■ Job
Locate each line in the data below that contains the word "decorative" and copy every such line in full.

■ Task material
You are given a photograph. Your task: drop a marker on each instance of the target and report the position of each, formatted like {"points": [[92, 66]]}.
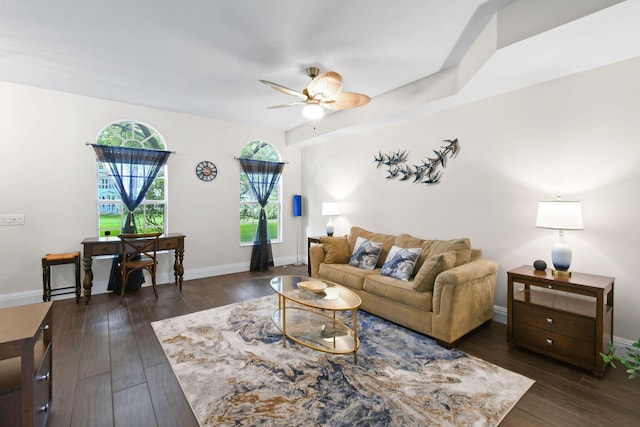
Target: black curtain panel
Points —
{"points": [[133, 170], [263, 177]]}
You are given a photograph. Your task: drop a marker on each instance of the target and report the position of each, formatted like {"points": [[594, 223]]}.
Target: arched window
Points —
{"points": [[151, 213], [249, 207]]}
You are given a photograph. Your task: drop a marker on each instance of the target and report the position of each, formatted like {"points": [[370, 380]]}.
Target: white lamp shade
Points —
{"points": [[560, 215], [330, 208]]}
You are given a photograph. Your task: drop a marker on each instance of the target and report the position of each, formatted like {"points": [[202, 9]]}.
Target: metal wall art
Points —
{"points": [[425, 173]]}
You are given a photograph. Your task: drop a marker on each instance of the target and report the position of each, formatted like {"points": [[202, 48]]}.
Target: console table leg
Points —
{"points": [[87, 283], [178, 268]]}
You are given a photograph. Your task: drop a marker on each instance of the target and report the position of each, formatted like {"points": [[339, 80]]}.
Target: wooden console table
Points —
{"points": [[99, 246]]}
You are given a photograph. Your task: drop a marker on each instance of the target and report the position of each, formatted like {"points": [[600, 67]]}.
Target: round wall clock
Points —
{"points": [[206, 171]]}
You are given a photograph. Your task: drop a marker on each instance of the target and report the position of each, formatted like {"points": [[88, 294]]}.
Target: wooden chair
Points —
{"points": [[139, 252]]}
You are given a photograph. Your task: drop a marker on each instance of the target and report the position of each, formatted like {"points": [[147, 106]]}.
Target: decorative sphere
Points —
{"points": [[539, 265]]}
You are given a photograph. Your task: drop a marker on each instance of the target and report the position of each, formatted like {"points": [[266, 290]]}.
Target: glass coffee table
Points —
{"points": [[307, 310]]}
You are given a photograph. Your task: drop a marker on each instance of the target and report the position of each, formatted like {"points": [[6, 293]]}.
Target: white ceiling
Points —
{"points": [[206, 57]]}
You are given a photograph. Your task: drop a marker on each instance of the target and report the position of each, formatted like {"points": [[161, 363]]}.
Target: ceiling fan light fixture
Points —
{"points": [[313, 111]]}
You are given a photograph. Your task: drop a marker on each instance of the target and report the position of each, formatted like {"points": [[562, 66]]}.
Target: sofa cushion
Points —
{"points": [[426, 276], [344, 274], [462, 247], [408, 241], [398, 290], [365, 254], [336, 250], [400, 262], [387, 241]]}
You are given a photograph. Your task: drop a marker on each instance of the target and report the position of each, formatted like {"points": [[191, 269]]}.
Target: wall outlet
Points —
{"points": [[12, 219]]}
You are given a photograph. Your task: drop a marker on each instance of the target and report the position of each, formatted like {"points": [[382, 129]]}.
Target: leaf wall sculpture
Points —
{"points": [[426, 173]]}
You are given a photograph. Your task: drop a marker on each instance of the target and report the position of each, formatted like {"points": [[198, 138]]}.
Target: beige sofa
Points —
{"points": [[450, 292]]}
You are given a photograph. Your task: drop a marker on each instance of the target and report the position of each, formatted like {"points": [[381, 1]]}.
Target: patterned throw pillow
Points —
{"points": [[365, 254], [400, 262], [336, 250]]}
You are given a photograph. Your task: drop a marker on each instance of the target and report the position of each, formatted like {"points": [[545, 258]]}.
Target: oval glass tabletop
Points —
{"points": [[315, 293]]}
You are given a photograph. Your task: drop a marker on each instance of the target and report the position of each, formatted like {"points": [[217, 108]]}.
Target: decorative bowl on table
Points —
{"points": [[313, 286]]}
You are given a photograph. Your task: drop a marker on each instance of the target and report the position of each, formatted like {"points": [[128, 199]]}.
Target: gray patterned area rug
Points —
{"points": [[233, 370]]}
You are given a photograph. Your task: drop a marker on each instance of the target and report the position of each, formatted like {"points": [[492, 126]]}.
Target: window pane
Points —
{"points": [[150, 217], [110, 218], [249, 208]]}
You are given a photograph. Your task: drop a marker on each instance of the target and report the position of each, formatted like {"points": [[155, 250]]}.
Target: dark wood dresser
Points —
{"points": [[25, 365], [569, 318]]}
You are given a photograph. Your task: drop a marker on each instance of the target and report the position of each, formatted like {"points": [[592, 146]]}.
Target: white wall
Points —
{"points": [[48, 173], [578, 137]]}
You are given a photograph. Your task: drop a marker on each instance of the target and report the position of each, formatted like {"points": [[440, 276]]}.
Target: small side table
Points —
{"points": [[567, 318], [310, 240]]}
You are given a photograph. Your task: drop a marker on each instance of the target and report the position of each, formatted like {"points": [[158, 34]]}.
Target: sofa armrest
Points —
{"points": [[468, 288], [316, 257]]}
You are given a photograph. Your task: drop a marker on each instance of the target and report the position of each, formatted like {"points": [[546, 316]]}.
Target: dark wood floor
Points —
{"points": [[110, 370]]}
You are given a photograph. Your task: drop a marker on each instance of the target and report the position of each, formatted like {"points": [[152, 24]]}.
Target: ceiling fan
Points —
{"points": [[324, 90]]}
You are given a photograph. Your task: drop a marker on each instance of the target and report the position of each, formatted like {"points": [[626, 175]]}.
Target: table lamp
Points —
{"points": [[560, 215], [330, 209]]}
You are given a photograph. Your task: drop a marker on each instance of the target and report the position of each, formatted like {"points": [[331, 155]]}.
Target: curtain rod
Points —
{"points": [[238, 158], [88, 143]]}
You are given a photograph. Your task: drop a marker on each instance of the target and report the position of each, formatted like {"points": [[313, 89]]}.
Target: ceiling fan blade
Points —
{"points": [[283, 89], [347, 100], [328, 85], [289, 104]]}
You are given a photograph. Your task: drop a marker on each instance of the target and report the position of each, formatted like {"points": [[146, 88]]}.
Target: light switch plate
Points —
{"points": [[12, 219]]}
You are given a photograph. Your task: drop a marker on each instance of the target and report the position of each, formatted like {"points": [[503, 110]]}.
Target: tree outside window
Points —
{"points": [[249, 206], [151, 213]]}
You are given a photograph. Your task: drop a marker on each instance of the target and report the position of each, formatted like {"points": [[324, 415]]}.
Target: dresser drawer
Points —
{"points": [[106, 248], [572, 325], [167, 244], [553, 343]]}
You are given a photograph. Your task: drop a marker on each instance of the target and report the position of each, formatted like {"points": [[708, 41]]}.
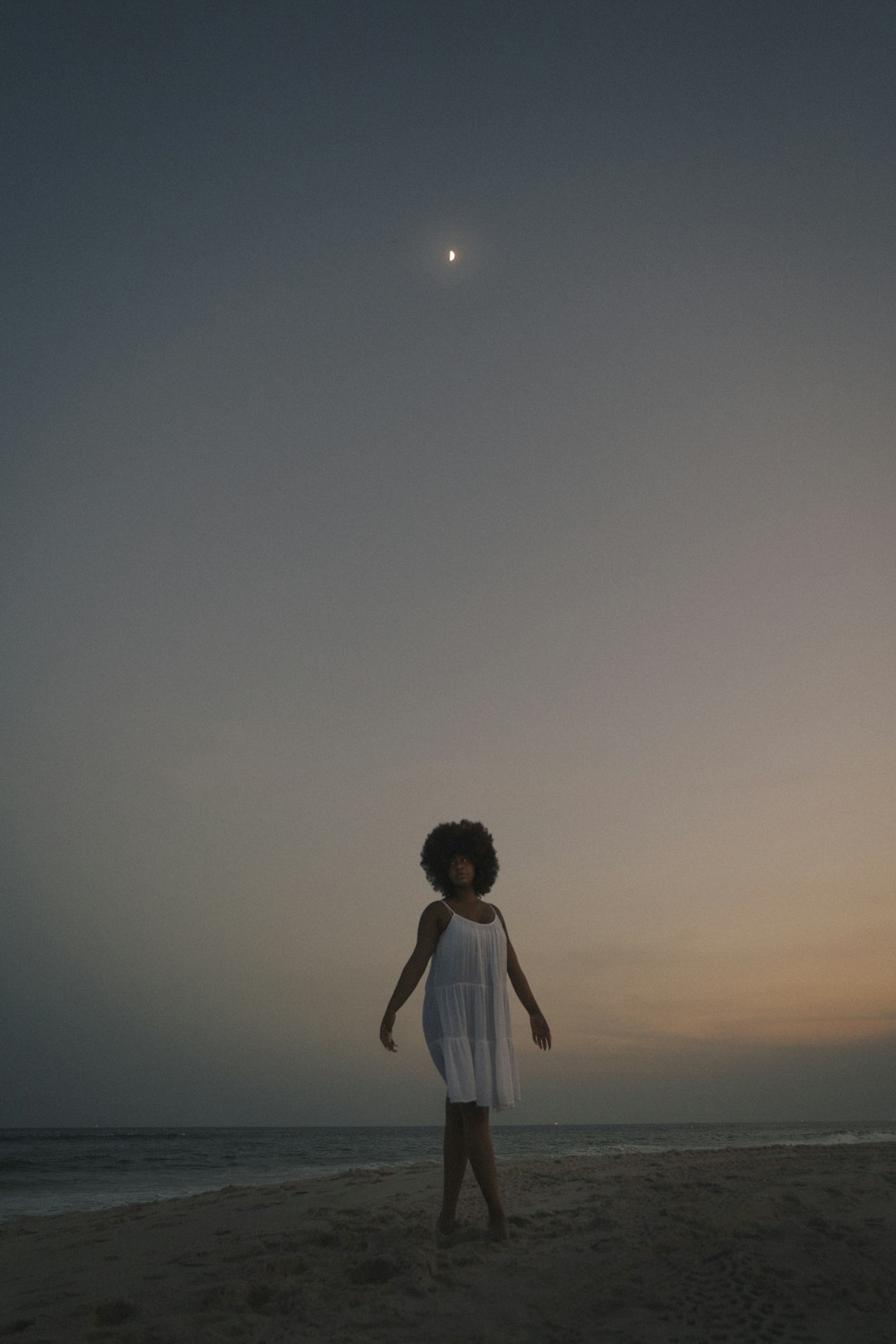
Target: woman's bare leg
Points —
{"points": [[455, 1157], [481, 1153]]}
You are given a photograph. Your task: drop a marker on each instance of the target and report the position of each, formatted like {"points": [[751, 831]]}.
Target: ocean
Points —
{"points": [[56, 1171]]}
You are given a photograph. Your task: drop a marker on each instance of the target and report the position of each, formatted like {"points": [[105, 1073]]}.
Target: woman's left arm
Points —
{"points": [[540, 1030]]}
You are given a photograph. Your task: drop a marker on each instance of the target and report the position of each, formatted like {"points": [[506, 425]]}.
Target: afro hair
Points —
{"points": [[466, 838]]}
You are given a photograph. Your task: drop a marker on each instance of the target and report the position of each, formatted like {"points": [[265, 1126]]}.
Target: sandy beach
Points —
{"points": [[754, 1244]]}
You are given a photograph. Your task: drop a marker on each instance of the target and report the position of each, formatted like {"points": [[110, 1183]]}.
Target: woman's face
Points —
{"points": [[461, 871]]}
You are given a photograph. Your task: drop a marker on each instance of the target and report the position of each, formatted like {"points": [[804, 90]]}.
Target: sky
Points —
{"points": [[314, 539]]}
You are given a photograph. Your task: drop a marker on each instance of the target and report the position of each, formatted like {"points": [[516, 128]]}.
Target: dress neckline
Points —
{"points": [[485, 923]]}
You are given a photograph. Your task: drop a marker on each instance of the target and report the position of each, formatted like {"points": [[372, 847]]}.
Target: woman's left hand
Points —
{"points": [[540, 1031], [386, 1031]]}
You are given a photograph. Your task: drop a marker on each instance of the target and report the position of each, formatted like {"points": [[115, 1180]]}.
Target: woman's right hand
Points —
{"points": [[540, 1030], [386, 1030]]}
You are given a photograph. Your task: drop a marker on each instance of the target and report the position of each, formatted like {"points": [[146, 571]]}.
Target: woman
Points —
{"points": [[466, 1018]]}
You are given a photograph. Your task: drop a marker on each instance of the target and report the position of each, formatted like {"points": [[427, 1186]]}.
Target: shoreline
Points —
{"points": [[777, 1242], [386, 1166]]}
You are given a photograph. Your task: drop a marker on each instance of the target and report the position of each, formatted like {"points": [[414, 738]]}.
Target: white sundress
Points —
{"points": [[466, 1015]]}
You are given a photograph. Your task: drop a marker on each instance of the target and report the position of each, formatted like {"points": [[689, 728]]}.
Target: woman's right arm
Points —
{"points": [[427, 934]]}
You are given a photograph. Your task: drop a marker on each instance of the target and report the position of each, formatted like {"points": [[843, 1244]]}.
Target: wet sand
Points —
{"points": [[748, 1246]]}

■ Answer in full
Target: decorative sphere
Target: decorative bowl on table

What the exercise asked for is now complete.